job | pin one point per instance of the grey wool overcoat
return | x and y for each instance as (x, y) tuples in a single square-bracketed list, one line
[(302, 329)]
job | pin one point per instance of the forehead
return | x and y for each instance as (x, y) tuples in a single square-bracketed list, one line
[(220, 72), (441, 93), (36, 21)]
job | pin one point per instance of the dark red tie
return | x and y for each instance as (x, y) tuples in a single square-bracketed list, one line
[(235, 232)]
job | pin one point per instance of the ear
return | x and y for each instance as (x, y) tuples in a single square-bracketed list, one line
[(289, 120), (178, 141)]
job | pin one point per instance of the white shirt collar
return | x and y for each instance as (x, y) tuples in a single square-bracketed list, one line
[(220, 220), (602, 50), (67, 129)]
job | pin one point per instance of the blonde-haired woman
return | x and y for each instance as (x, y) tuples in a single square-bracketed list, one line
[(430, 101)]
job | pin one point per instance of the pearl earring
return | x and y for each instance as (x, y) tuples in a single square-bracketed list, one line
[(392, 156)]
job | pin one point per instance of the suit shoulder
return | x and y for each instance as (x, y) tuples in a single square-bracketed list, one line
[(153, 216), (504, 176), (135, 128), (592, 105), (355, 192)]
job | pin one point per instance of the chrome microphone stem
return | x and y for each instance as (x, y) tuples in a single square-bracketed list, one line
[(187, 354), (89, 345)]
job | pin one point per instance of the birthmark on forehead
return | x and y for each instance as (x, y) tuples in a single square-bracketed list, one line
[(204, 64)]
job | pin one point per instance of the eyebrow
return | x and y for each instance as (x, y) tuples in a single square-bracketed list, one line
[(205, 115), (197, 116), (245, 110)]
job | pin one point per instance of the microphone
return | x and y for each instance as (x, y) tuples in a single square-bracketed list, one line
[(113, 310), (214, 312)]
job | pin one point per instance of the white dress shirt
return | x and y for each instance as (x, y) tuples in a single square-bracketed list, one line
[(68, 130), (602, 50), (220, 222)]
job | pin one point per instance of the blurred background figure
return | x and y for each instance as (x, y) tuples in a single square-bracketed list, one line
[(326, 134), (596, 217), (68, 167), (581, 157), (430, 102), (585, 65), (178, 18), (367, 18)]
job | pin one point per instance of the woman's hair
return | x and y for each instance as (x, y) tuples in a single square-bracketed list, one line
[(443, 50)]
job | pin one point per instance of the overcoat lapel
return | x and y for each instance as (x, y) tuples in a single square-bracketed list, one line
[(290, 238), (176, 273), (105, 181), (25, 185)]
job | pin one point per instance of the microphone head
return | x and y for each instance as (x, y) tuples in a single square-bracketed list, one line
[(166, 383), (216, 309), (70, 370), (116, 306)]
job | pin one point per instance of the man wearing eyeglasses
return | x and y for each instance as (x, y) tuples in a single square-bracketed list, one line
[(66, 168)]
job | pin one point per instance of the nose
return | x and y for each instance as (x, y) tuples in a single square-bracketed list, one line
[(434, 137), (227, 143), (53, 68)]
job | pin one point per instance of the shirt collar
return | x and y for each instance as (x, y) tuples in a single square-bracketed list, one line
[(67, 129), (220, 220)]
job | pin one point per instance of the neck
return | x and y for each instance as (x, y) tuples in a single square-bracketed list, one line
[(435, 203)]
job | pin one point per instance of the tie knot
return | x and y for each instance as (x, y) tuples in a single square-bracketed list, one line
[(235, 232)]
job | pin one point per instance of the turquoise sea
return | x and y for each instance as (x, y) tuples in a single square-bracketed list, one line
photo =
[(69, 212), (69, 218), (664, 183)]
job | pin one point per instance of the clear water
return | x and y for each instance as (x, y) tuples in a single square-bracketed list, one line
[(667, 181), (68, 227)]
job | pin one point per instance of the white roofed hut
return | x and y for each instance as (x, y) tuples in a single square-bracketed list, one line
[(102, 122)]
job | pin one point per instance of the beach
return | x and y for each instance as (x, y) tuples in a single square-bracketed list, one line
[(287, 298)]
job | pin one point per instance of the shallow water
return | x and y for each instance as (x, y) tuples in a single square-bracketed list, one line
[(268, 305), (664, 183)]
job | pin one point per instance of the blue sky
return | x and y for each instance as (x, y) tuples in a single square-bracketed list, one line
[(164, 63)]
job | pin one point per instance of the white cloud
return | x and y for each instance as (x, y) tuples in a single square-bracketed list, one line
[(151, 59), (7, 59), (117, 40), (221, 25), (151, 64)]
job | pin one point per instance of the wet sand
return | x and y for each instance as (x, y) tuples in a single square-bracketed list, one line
+ + + + +
### REQUEST
Retype the whole listing above exactly.

### ANSWER TO THIS TASK
job | pin one point per instance of the grey wool overcoat
return | x and y for each instance as (x, y) tuples in a single square-bracketed list, one line
[(302, 329)]
job | pin one point per instance of the forehead
return | x and y for each instance as (x, y) tuples in a single square-bracketed list, one line
[(220, 72), (441, 93), (36, 21)]
job | pin one point per instance of the dark red tie
return | x and y for each instance as (x, y) tuples in a single square-bracketed list, one line
[(235, 232)]
job | pin one point per instance of the ear
return | x and y for each instance as (x, y) tuples in a single square-bracketed list, one line
[(289, 120), (178, 141)]
job | pin one point per instance of the white shirt collar
return | x and y for each instance as (x, y) tuples in a single square-bracketed list, one line
[(220, 220), (602, 50), (67, 129)]
job | pin one point per instance of the blonde-haired woman
return | x and y for each instance as (x, y) tuples in a single square-bracketed list, one line
[(430, 101)]
job | pin one point per instance of the pearl earring
return | x and y for each instance as (x, y) tuples in a single square-bracketed list, one line
[(392, 156)]
job | pin one point per instance of the suit shoulder
return | x and y for each instance as (x, y) tuples in a single square-bracketed list, one line
[(153, 216), (504, 176), (135, 128), (592, 105), (355, 192)]
job | pin one point per instance of the chrome microphone stem
return | x and y for each instance as (x, y) tuples in a single square-bracketed list, one line
[(187, 354), (89, 345)]
job | pin one point per instance of the birthmark on forehead
return | x and y for each instance as (x, y) tuples in a single square-bracketed list, one line
[(204, 64)]
job | pin one point per instance of the eyebrow
return | x and y for each instance as (x, y) tuples in a single square-bracketed list, one line
[(205, 115), (197, 116), (245, 110)]
job | pin one point per instance of the microphone
return | x and y for each instance as (x, y) tuples in a single square-bracketed list, one line
[(113, 310), (214, 312)]
job | pin one point per instance of the white dress shirt
return | x and y for each instance as (x, y) tuples in a single square-bracketed list, one line
[(68, 130), (602, 50), (220, 222)]
job | pin one point per instance of the blurred background figure
return | x and y for each instance as (x, y) tuples in a single square-bracketed list, one line
[(326, 134), (596, 217), (68, 167), (581, 157), (430, 102), (585, 65), (178, 18), (367, 18)]
job | pin one point per instance of the woman's hair
return | x and y for each instance as (x, y) tuples in a single square-bracketed list, one line
[(443, 50)]
job | pin one point per instance of the overcoat lapel
return | x and y for each instance as (x, y) tuples in a single square-bracketed list, one line
[(290, 238), (176, 273), (105, 181), (25, 185)]
job | pin one point per instance of the microphone head
return | x and y for each instance as (x, y) tuples in a single square-bracketed list, one line
[(166, 383), (216, 309), (70, 370), (116, 306)]
job | pin one point per instance of the man wearing eyeglasses
return | x and y for each instance as (x, y) tuples in a single square-bracketed list, one line
[(66, 168)]
job | pin one point per instance of the nose
return | x and y for each instance as (x, y) tuples in a single square-bracketed list, one line
[(434, 137), (227, 143), (53, 68)]
job | pin one point per instance of the shirt collar
return | x and y for each instance as (x, y) tuples in a single square-bracketed list, one line
[(67, 129), (220, 220)]
job | pin one point per instance of the neck
return | x and y for each instance as (x, y) tuples in a single square-bracketed list, one line
[(435, 203)]
job | pin one point per instance of the tie knot
return | x and y for each instance as (x, y) tuples in a single square-bracketed list, one line
[(235, 232)]
job | pin one point per instance of the turquoise sea
return | x and y for each instance as (x, y) tuples in a single square-bracketed list, one line
photo =
[(69, 212), (69, 218), (664, 183)]
job | pin one point per instance of the clear water
return | x and y for each instance as (x, y) tuples in a single square-bracketed list, one line
[(667, 181), (68, 227)]
job | pin one point per instance of the white roofed hut
return | x and y for each instance as (x, y) tuples in a single square-bracketed list, one line
[(102, 122)]
job | pin one point per instance of the beach
return | x and y for each instance as (x, y) tuples in a single square-bracketed list, one line
[(287, 298)]
job | pin one point per instance of the shallow water
return | x and y for each instance as (x, y) tuples in a single square-bracketed list, one line
[(268, 305), (664, 183)]
job | pin one point per instance of the blue sky
return | x and y for each instance as (x, y) tuples in a single square-bracketed list, one line
[(164, 63)]
job | pin one point per instance of the white cloud
return | x and y for each instance as (x, y) tuples in a single square-bracketed list, one line
[(151, 59), (7, 59), (117, 40), (221, 25), (151, 64)]
job | pin one point per instance of the wet sand
return | x and y for each instance as (x, y) tuples in a single square-bracketed list, one line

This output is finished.